Output the entries word for word. Omit images.

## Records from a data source
>>>
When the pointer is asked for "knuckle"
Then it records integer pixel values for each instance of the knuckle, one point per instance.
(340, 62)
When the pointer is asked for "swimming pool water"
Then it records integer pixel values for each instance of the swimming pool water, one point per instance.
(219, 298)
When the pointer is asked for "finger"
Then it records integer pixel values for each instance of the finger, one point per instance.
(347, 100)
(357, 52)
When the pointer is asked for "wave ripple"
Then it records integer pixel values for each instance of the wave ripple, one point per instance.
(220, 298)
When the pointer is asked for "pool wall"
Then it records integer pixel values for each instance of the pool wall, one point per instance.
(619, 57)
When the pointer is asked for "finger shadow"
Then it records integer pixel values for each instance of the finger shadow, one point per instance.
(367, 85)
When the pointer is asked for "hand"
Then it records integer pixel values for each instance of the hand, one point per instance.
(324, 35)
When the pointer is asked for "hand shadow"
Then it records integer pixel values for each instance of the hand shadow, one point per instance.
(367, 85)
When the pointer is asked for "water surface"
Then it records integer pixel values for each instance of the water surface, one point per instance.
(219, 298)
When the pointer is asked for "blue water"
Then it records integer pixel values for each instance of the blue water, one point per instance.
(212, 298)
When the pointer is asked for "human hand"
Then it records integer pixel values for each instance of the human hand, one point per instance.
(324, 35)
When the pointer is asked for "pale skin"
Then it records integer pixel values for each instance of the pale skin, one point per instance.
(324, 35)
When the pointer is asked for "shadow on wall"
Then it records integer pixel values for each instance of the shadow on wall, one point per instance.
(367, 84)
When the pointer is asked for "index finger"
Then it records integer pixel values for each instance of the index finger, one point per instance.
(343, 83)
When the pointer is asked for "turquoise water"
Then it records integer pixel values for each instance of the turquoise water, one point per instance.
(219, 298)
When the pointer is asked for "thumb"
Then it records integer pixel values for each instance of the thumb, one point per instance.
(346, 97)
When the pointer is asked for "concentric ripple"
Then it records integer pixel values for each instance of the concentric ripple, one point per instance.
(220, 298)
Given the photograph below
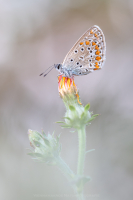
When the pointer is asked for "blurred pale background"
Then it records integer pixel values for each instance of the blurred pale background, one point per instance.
(33, 36)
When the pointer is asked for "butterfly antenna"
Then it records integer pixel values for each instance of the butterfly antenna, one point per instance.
(46, 70)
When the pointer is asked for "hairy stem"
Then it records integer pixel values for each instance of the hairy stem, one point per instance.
(82, 150)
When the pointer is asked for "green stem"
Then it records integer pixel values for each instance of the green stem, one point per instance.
(82, 150)
(65, 169)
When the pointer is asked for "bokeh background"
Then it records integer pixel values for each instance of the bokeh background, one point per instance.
(33, 36)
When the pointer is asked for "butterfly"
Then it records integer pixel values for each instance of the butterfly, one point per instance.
(87, 55)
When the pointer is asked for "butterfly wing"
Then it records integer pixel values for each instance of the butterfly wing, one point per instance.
(88, 54)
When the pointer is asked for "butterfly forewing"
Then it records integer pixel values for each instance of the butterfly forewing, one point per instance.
(88, 53)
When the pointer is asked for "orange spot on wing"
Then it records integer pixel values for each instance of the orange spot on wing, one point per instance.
(87, 42)
(97, 53)
(93, 43)
(96, 47)
(81, 43)
(98, 58)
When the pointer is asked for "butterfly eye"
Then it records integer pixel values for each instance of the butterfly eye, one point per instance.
(101, 38)
(82, 49)
(95, 29)
(81, 57)
(96, 41)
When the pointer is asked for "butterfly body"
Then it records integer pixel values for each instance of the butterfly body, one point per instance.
(87, 55)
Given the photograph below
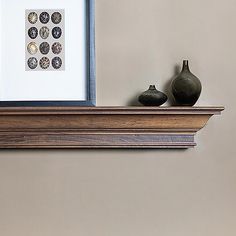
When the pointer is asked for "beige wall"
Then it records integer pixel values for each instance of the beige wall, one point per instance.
(141, 193)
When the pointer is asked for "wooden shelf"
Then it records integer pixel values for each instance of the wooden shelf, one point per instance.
(102, 127)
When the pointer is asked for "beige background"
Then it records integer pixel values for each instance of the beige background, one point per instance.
(137, 193)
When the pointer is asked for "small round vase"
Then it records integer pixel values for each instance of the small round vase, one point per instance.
(186, 87)
(152, 97)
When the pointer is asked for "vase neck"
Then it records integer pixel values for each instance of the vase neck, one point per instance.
(185, 66)
(152, 87)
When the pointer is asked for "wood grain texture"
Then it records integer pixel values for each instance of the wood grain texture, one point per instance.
(102, 127)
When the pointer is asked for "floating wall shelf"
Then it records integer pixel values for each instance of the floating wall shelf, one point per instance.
(102, 127)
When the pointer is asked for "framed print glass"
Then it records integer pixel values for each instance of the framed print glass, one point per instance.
(47, 53)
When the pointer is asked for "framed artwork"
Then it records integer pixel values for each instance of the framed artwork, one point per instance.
(47, 53)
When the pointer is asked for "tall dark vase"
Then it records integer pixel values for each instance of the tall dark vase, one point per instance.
(186, 87)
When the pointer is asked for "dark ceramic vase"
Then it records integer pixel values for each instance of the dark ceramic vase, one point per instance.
(152, 97)
(186, 87)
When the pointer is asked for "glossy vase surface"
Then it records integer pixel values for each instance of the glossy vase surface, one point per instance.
(152, 97)
(186, 87)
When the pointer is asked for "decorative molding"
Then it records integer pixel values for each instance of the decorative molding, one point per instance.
(102, 127)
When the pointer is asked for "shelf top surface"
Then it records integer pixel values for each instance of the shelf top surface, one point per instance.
(207, 110)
<<<
## THE SOLUTION
When the pointer is asked for "knuckle"
Then it records integer pixel values for each instance of the knuckle, one point per instance.
(340, 62)
When the pointer is asked for "swimming pool water"
Then it records integer pixel values for each instance of the swimming pool water, one point per instance.
(219, 298)
When the pointer is asked for "finger"
Then it records integer pixel values for each instance of the finger, one point per instance.
(347, 100)
(357, 52)
When the pointer is asked for "wave ripple"
Then it records integer pixel values for each instance of the wave ripple, one point per instance.
(220, 298)
When the pointer is asked for "pool wall"
Then it records integer pixel values for each instance of the pool wall, one point per instance.
(619, 57)
When the pointer is asked for "finger shadow"
Then it records integer pixel values for each instance of the finger shadow, one point per instance.
(367, 85)
When the pointer is asked for "hand"
Then it records integer pixel values for each instance of the hand, one point per instance.
(324, 35)
When the pointer is asked for "hand shadow"
Then it records integer pixel values for each instance of the hand shadow, one point per instance.
(367, 85)
When the pointer is asked for "water surface"
Then it records integer pixel values for each instance of the water surface, one point per instance.
(219, 298)
When the pointer is asked for "blue water"
Then it records integer pixel values for each instance of the blue water, one point per instance.
(212, 298)
When the pointer is asked for "human hand"
Then it records integer pixel values for each instance of the human hand, one point per instance.
(324, 35)
When the pointer is asked for "pale skin"
Then it records integer pixel values for each instance of the pale skin, one point per instance.
(324, 35)
When the pointer is asked for "shadow on wall"
Then it records integer pixel values for each instance of the shadow on wall, one point per instance.
(367, 84)
When the pointer is asked for "index finger"
Then it records integer pixel values for each instance of the index finger, one point per instance.
(343, 83)
When the pointer is asked for "turquoise water"
Then it records integer pixel values for each instance of the turquoise water, one point per instance.
(219, 298)
When the pointer is asked for "thumb"
Then it records integer pixel values for each instance of the thumb, one point per instance.
(346, 97)
When the pointer is asked for "concentric ripple"
Then it records integer pixel values for each instance of the concentric ripple, one point per instance.
(220, 298)
Given the photograph below
When the pointer is asked for "blurred pale background"
Then it records integer pixel values for each instance of the blurred pale background, one point per instance.
(33, 36)
When the pointer is asked for "butterfly antenna"
Then it records integer pixel values for each instance of the butterfly antenna, one point per instance.
(46, 70)
When the pointer is asked for "hairy stem"
Then it records integer pixel values for each instance of the hairy stem, one point per instance.
(82, 150)
When the pointer is asked for "green stem"
Then it records integer pixel values for each instance of the green stem, one point per instance.
(82, 150)
(65, 169)
When the pointer is asked for "bokeh background"
Then it records integer pixel values for each instance of the bokeh background, one point per instance.
(33, 36)
When the pointer is asked for "butterfly"
Then it records integer pixel values for each instance of the butterfly, one point per instance.
(87, 55)
When the pointer is asked for "butterfly wing"
Then it records integer pixel values for each instance of the butterfly wing, one point per instance.
(88, 54)
When the pointer is asked for "butterfly forewing"
Then it records integer pixel values for each instance of the butterfly forewing, one point per instance.
(88, 53)
When the pointer is asked for "orange spot on wing"
Then it records integer pixel values for each instance of the orange spot on wing, one point per instance.
(87, 42)
(97, 53)
(93, 43)
(96, 47)
(81, 43)
(98, 58)
When the pointer is asked for "butterfly eye"
Then it records integer pixel values for each instance of the butterfly eye, one point per instance.
(101, 38)
(82, 49)
(95, 29)
(81, 57)
(96, 41)
When the pointer is asked for "butterfly body"
Then it records integer pixel values for each instance of the butterfly body, one point per instance.
(87, 55)
Given the photograph below
When the pointer is asked for "beige wall"
Then it records integer pixel values for each instance of the beige wall, one point per instance.
(141, 193)
When the pointer is asked for "wooden shelf"
Then it records integer pixel values for each instance of the wooden shelf, one point per instance.
(102, 127)
When the pointer is asked for "beige background"
Then it records integer pixel values for each instance of the beige background, one point per instance.
(137, 193)
When the pointer is asked for "small round vase"
Then it records integer pixel values for each instance of the small round vase, one point per instance.
(186, 87)
(152, 97)
When the pointer is asked for "vase neck"
Then it records integer pixel values for each instance of the vase neck, one point per instance.
(185, 66)
(152, 87)
When the pointer is asked for "wood grain texture"
Then it records integer pixel values for each instance of the wood grain texture, one point per instance.
(102, 127)
When the pointer is asked for "floating wall shelf"
Then it records integer pixel values for each instance of the floating wall shelf, one point per instance.
(102, 127)
When the pointer is asked for "framed print glass"
Then it records integer pixel values for each instance of the framed print glass, one point per instance.
(47, 53)
When the pointer is asked for "framed artwork"
Then it records integer pixel values for each instance of the framed artwork, one point per instance.
(47, 53)
When the pointer is asked for "tall dark vase"
Then it records integer pixel values for each instance of the tall dark vase, one point per instance.
(186, 87)
When the pointer is asked for "dark ceramic vase"
Then it records integer pixel values for each instance of the dark ceramic vase, one point per instance.
(152, 97)
(186, 87)
When the pointer is asked for "glossy vase surface"
Then it records integer pixel values for each instance of the glossy vase surface, one point per instance.
(152, 97)
(186, 87)
When the pointer is asked for "decorative molding"
Then it records integer pixel values for each instance of the decorative molding, one point per instance.
(102, 127)
When the pointer is asked for "shelf top surface"
Then it records integer pixel values for each instance of the shelf top surface, one point per instance.
(207, 110)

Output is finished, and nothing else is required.